Problem: For this exercise, reproduce the records exactly as they stand and do not carry any images over.

++++ Input material

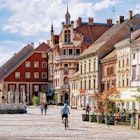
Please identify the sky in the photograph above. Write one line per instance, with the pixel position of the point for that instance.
(25, 21)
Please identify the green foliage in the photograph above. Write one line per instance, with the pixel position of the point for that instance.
(35, 100)
(55, 97)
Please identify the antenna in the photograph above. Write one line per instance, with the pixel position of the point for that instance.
(113, 9)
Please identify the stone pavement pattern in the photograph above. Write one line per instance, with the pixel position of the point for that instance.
(33, 126)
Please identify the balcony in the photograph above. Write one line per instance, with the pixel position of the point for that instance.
(66, 57)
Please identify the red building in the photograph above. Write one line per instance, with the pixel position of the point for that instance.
(26, 71)
(65, 48)
(108, 63)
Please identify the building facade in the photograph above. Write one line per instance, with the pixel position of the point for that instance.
(99, 49)
(65, 49)
(26, 72)
(108, 66)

++++++++

Response to this exercise:
Please identify the sky in the photograph above. Write one line per instance, with the pixel position of the point for that instance.
(25, 21)
Please identify the green foliage in the photograph above. Write one line per instance, with the pixel position of the point for that instance.
(35, 100)
(55, 97)
Please identify the antenna in the photograph above. Write one line per instance, with the pixel position of the point for that instance.
(113, 9)
Please identify the stone pavement pattern in the photograph above. Write one line per instance, with the pixel position of the point for that instance.
(33, 126)
Please identify the balcony in the photograph above. Write one line per instance, with the pixel position of the point for that instance.
(66, 57)
Please identify the red building in the photograph above. Write one line per instance, with the pixel position of the point for that instance.
(26, 71)
(65, 48)
(108, 63)
Please identify the building facade in the photograph above. Write one line per instance, with the pixel position of the point for that instance.
(99, 49)
(65, 49)
(26, 72)
(108, 66)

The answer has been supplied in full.